Ecology in flux: How do carbon and water travel through environments?
Texas A&M AgriLife Research scientists have developed a database of new standardized metrics for describing the ebbs and flows of carbon and water in ecosystems.
This tool, the Flux Seasonality Metrics Database, will help improve assessments of cyclical changes and evaluate the influence climate as well as natural and human-caused disturbances have on these rhythms.
A global dataset of seasonality indicators of carbon, water and energy fluxes that capture the cyclical changes in plant and animal life were published by graduate student Linqing Yang and advisor Asko Noormets, professor of forest ecology, both of the Department of Ecology and Conservation Biology in the Texas A&M College of Agriculture and Life Sciences.
Noormets said the publication, “Standardized flux seasonality metrics: a companion dataset for FLUXNET annual product,” presented a new tool for scientists to interpret the carbon, heat and water fluxes in environments across the world from a new perspective.
“Water and carbon fluxes are the breathing of the vegetation,” he said. “It is a life rhythm with periods of activity and dormancy. Seasonality in nature allows us to understand the rhythm and pulse of the Earth.”
Noormets said these rhythms represent the collective activity of all living things, but mostly the vegetation. The rhythms both respond to and modify the environment they live in. Over time, ecosystems tend to become more and more complex and in which additional species occupy unique niches and serve particular functions.
Increased diversity and complexity of relationships between organisms in an ecosystem increases an ecosystem’s stability and ability to handle disturbances, he said.
For example, the dead matter that forms in every ecosystem and ultimately develops into soil provides a buffer of resources that support and sustain subsequent generations of organisms. For one, soil absorbs and then gradually releases rainwater, allowing its life-giving effect to last longer than the duration of the downpour itself. In contrast, rocks and paved parking lots do not absorb water, letting it run off the moment it falls.
Thus, life begets life, Noormets said, by accumulating the resources it depends on. However, human activities have significantly changed the types of ecosystems that exist in a given place, changing their structure and species composition and, by extension, the functioning and stabilizing interactions among its constituent species.

──────

_Instructions:_
a: In the article on carbon and water fluxes, what does soil do with rainwater?
b: Update the passage of the article on carbon and water fluxes that starts at the words "Texas A&M AgriLife" and ends after "and Life Sciences.", putting "periodic" in place of "cyclical".
c: Write what comes next in the article on how carbon and water move through ecosystems, starting after its final sentence.

──────

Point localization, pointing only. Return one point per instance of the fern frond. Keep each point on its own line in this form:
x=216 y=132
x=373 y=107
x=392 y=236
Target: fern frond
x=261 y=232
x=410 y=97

──────

_Answer section:_
a: It absorbs the rainwater and then gradually releases it.

b:
Texas A&M AgriLife Research scientists have developed a database of new standardized metrics for describing the ebbs and flows of carbon and water in ecosystems.
This tool, the Flux Seasonality Metrics Database, will help improve assessments of periodic changes and evaluate the influence climate as well as natural and human-caused disturbances have on these rhythms.
A global dataset of seasonality indicators of carbon, water and energy fluxes that capture the periodic changes in plant and animal life were published by graduate student Linqing Yang and advisor Asko Noormets, professor of forest ecology, both of the Department of Ecology and Conservation Biology in the Texas A&M College of Agriculture and Life Sciences.

c:
Noormets said the newly developed database allows a consistent and long-term view into the seasonal cycles of ecosystem carbon and water exchange across hundreds of different ecosystems around the planet. The longtime horizon allows scientists to consider trends that may take decades to manifest and evaluate their consistency across the globe.
The database also allows the comparison of natural ecosystems with modified or fully artificial environments. As a forest scientist, Noormets noted the distinct patterns between the seasonality of single-species tree plantations and natural forests made up of multiple species.
The database represents a tool that helps the modeling community test existing ecosystem models’ ability to capture the temporal signature of ecosystem carbon, water and energy fluxes, Noormets said. Currently, the model skill is evaluated based on how well a simulated model matches the flux magnitude over a certain period, usually an hour, day or year. Measuring models’ ability to reproduce the time course of flux development sets a higher bar for these evaluations.
“We hope it will help the existing models to evolve and identify the factors that control the year-to-year variability of these fluxes,” he said. “As of now, understanding of the causes of the variability in carbon and water fluxes in ecosystems over multiple seasons remains incomplete. The application is narrow, but we hope this tool helps improve our understanding of the Earth’s complex ecosystems, their functional dynamics and their response to both natural and anthropogenic changes.”